**Task to carry out:** Please output exactly the run of lines that starts at the line with "of the dark" and ends at the last line of the records below.

* start *

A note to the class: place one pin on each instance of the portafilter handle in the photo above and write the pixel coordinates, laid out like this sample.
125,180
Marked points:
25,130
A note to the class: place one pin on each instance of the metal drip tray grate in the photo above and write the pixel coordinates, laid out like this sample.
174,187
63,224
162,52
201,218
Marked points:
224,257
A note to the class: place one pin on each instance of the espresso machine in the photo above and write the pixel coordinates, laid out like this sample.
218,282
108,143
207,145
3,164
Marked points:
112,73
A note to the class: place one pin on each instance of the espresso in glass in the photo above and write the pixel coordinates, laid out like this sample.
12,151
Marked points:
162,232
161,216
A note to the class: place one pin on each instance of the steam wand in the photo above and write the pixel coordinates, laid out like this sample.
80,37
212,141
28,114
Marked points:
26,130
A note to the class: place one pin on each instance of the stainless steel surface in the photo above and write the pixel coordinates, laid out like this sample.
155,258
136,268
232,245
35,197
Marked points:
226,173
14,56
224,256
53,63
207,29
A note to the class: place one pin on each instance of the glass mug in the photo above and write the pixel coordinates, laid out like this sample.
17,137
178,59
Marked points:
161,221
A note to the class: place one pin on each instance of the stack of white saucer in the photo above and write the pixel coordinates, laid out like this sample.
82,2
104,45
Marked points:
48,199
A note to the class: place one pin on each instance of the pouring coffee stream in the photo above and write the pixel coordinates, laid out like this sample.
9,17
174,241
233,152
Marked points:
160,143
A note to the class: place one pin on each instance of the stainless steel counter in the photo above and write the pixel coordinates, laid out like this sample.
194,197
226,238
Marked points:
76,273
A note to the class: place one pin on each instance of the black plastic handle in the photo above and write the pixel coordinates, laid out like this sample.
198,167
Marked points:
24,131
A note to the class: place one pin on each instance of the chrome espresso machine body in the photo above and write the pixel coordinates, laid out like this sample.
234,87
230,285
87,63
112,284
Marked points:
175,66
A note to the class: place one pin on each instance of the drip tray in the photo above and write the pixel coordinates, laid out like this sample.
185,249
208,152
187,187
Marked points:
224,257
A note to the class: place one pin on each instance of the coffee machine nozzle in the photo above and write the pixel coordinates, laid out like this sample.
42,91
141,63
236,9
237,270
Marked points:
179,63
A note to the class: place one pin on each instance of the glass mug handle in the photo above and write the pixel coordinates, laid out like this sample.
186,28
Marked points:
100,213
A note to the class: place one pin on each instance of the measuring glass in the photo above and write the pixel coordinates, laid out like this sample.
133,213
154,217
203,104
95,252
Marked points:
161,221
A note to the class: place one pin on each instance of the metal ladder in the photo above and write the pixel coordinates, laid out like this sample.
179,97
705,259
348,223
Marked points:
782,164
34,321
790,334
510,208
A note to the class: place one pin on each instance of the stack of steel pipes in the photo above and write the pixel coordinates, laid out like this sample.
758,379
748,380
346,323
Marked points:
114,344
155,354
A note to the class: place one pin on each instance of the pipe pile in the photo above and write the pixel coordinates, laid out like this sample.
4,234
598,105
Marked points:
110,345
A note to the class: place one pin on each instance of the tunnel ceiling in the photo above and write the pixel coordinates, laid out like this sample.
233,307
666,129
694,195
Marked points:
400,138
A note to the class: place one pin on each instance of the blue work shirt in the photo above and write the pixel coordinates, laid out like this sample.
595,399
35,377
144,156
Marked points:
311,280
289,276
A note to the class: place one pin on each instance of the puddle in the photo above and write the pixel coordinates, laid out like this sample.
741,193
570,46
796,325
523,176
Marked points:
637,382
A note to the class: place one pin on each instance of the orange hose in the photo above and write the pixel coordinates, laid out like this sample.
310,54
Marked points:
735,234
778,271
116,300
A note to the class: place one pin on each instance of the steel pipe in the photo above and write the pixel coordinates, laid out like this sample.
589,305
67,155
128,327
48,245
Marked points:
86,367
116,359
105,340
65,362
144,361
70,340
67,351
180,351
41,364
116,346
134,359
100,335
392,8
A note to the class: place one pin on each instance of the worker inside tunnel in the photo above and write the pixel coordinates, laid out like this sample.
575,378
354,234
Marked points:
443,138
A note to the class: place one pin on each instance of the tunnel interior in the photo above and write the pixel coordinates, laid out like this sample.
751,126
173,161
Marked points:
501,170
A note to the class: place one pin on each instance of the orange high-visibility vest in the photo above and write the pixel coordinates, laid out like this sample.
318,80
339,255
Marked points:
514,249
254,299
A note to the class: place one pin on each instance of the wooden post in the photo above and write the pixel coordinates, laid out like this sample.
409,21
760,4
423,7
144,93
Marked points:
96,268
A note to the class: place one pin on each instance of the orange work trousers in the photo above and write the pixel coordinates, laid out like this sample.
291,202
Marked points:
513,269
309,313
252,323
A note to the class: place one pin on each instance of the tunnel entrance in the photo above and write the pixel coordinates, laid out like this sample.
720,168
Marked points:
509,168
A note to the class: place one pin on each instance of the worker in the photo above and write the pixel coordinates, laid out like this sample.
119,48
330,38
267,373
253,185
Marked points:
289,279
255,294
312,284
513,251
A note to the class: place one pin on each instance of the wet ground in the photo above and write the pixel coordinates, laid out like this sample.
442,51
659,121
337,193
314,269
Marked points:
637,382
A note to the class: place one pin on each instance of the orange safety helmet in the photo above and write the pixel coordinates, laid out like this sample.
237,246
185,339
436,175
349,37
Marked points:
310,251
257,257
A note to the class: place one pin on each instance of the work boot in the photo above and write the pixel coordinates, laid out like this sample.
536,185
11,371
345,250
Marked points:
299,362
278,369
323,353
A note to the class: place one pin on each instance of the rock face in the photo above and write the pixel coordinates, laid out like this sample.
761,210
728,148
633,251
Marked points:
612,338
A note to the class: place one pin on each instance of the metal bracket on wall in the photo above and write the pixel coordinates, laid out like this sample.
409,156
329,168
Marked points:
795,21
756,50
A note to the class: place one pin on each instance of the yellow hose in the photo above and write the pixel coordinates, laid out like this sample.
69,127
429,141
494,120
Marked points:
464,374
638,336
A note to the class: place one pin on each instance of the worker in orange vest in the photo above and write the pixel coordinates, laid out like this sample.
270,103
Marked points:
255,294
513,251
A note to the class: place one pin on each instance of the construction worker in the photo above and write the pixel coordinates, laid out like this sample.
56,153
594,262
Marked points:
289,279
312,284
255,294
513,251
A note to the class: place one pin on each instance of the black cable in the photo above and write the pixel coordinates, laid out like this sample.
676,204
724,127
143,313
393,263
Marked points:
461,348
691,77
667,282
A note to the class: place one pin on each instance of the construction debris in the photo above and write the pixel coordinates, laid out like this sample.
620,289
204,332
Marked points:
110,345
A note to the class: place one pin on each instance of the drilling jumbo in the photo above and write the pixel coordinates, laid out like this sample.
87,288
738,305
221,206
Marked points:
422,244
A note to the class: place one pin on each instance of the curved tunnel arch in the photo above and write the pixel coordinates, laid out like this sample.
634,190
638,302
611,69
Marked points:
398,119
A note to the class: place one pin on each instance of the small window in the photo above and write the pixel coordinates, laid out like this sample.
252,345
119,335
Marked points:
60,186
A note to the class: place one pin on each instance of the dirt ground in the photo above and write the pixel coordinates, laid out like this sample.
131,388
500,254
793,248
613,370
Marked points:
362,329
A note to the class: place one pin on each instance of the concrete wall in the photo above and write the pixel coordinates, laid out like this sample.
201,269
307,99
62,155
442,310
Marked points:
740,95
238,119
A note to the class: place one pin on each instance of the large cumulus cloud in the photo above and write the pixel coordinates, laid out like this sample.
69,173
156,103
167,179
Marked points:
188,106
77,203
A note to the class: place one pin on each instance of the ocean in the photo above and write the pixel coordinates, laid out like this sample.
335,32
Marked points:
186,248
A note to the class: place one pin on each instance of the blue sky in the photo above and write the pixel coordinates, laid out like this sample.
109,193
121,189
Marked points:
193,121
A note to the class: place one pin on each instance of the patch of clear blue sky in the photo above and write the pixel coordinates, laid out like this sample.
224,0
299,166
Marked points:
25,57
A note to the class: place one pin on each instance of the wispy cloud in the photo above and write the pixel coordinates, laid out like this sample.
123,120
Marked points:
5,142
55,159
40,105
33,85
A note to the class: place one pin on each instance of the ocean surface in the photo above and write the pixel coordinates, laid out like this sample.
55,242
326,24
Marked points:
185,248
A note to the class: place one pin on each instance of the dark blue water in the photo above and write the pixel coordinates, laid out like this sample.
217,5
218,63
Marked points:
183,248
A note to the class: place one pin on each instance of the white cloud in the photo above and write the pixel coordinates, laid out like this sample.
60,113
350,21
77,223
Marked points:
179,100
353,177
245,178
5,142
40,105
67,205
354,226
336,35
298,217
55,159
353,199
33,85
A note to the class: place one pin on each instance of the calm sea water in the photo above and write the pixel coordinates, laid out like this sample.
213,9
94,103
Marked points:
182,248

* end *

**Task result:**
A note to the class: place one pin on each instance of the dark blue water in the photo above and write the pixel coordinates, laid out like this sample.
217,5
218,63
Marked points:
183,248
A note to the class: place one pin on each instance of the white cloud in the photo above and write the pixel coordinates, laid out like this sample.
60,113
350,21
77,223
Marked points:
179,100
353,177
245,178
5,142
40,105
67,205
354,226
336,35
298,217
55,159
353,199
33,85
A note to the class: place one pin on each instance of the calm sea water in the photo above and write the pixel coordinates, laid out like this sample.
213,9
94,103
Marked points:
182,248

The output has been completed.